[Contour labeling entries]

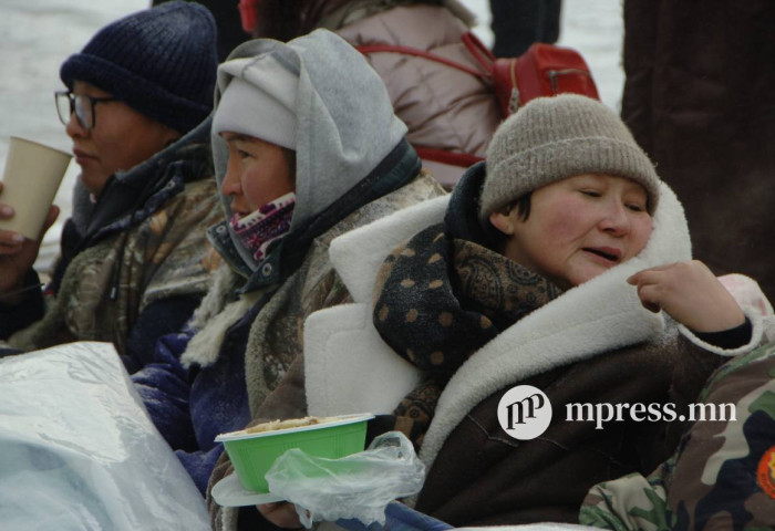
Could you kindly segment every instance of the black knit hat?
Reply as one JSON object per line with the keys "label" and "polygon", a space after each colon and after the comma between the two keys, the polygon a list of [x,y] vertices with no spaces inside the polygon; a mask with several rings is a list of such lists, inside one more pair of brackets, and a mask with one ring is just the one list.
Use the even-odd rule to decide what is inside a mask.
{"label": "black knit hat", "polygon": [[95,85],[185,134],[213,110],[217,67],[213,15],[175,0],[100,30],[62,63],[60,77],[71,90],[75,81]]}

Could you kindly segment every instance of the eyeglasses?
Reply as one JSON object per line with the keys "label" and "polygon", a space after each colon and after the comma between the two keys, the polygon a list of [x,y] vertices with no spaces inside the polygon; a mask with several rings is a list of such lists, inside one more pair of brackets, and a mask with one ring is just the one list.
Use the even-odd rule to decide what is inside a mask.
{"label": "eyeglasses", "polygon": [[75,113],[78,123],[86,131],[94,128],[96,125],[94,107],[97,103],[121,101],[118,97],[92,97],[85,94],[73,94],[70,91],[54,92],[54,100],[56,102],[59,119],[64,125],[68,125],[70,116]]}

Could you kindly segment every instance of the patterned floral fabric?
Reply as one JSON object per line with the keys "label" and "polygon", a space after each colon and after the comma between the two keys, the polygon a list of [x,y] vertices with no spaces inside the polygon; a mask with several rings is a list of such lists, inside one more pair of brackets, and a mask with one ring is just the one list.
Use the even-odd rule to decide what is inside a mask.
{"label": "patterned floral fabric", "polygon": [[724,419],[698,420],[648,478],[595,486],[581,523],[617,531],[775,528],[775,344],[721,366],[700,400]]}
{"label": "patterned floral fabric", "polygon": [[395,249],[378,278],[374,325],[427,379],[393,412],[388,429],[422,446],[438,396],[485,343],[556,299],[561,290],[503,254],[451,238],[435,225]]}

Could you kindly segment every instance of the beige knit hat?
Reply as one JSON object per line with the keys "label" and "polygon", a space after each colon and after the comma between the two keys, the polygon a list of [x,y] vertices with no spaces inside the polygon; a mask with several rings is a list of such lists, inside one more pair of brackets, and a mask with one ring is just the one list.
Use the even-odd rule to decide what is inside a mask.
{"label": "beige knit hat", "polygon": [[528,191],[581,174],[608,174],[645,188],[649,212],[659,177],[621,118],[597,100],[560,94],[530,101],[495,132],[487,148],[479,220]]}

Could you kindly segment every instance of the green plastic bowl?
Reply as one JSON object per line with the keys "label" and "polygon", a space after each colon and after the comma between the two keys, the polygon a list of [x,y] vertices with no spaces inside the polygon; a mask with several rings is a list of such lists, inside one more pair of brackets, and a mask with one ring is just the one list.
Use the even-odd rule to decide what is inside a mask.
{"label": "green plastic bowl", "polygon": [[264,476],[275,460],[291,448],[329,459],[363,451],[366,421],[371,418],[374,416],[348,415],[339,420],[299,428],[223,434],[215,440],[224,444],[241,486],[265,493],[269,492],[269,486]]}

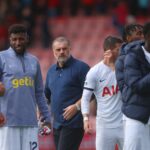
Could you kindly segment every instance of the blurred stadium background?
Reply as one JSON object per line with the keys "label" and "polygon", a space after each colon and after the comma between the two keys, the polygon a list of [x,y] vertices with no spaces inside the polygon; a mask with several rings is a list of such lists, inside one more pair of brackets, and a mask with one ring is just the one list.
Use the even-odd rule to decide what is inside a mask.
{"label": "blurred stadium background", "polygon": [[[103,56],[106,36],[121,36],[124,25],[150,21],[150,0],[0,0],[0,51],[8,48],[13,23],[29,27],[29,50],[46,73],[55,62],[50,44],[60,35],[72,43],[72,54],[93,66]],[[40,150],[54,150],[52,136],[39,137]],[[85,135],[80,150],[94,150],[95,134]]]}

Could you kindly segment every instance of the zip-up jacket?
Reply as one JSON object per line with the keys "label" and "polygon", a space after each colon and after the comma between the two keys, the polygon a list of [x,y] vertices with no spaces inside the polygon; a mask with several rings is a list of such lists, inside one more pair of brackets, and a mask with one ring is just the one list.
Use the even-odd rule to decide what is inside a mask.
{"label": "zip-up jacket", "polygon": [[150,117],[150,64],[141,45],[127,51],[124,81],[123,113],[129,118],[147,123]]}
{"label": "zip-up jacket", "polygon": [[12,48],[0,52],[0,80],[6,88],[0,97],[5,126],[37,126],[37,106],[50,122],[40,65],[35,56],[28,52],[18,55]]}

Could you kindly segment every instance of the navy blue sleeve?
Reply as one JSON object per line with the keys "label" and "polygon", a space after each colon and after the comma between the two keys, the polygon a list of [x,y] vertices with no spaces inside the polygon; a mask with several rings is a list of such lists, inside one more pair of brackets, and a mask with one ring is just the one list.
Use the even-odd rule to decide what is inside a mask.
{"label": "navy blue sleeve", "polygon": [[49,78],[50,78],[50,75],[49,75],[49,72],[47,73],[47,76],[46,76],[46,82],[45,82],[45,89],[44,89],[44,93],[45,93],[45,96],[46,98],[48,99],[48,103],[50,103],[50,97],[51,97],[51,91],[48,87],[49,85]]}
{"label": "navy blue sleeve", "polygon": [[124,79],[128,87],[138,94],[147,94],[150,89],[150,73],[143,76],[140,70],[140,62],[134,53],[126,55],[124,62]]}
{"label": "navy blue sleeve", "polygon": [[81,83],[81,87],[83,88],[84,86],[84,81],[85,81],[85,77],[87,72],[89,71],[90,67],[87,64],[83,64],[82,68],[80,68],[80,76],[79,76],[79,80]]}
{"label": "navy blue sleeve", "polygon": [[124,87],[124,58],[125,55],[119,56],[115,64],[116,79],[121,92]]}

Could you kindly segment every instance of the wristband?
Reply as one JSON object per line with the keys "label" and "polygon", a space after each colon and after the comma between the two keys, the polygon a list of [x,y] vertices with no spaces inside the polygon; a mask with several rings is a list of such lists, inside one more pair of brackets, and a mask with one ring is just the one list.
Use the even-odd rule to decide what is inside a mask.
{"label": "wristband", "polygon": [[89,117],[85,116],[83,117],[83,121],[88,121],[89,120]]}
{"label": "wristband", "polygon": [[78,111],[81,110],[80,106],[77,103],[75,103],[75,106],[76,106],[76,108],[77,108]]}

--

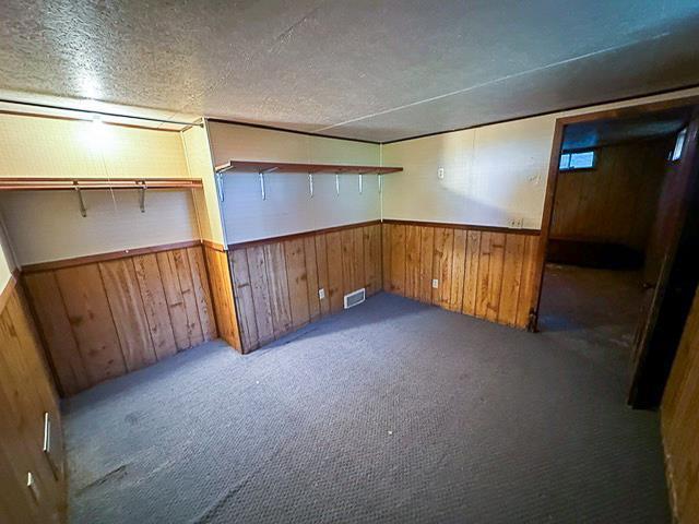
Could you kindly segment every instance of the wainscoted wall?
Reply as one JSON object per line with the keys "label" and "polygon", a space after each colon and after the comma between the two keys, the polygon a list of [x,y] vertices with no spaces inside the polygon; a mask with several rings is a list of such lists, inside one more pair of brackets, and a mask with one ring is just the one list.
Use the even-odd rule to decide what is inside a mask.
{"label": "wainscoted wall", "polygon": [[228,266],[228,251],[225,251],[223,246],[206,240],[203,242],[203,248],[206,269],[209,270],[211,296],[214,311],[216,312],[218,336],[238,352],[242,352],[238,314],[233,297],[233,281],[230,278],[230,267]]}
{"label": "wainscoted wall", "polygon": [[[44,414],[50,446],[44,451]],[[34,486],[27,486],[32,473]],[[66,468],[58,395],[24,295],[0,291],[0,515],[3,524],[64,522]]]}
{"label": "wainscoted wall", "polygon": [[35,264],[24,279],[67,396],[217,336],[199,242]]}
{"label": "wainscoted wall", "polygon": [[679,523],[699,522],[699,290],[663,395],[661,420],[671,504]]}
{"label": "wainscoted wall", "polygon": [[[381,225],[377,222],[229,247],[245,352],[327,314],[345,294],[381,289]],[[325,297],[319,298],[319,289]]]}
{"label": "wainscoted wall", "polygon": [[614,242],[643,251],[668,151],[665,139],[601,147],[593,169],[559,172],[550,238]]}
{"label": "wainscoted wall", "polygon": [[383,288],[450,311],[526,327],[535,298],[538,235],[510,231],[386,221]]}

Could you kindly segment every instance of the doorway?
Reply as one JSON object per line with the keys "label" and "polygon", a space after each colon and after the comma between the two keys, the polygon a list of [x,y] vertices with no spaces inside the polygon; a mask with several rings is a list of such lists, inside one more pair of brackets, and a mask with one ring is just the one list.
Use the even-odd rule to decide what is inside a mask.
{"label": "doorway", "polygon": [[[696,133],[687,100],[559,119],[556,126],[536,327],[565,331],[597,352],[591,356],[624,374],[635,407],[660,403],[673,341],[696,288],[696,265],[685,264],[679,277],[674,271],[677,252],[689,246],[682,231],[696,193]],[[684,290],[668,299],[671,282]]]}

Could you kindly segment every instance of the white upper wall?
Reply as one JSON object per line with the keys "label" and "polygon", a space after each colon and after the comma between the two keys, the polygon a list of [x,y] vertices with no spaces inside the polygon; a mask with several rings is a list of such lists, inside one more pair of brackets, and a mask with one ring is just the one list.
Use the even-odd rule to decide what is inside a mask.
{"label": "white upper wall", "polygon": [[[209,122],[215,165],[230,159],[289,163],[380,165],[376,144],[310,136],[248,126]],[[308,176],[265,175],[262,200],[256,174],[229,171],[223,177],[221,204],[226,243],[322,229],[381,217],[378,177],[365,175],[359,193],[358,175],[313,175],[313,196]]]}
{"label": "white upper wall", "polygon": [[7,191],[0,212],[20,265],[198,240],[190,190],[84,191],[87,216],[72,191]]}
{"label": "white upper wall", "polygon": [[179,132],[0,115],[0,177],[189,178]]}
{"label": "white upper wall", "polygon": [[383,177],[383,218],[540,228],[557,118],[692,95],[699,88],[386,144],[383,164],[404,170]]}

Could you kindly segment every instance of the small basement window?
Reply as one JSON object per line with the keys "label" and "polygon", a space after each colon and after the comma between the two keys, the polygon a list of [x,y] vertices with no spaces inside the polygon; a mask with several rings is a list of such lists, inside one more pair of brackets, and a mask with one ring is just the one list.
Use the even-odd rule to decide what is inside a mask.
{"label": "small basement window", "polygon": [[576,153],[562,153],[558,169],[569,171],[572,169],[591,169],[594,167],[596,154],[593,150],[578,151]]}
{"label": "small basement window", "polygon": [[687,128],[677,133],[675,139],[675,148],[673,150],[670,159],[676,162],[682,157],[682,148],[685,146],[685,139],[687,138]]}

### [Written problem]
Count the lines in the entries above that contain the word "stadium" and give only that number.

### [Response to this task]
2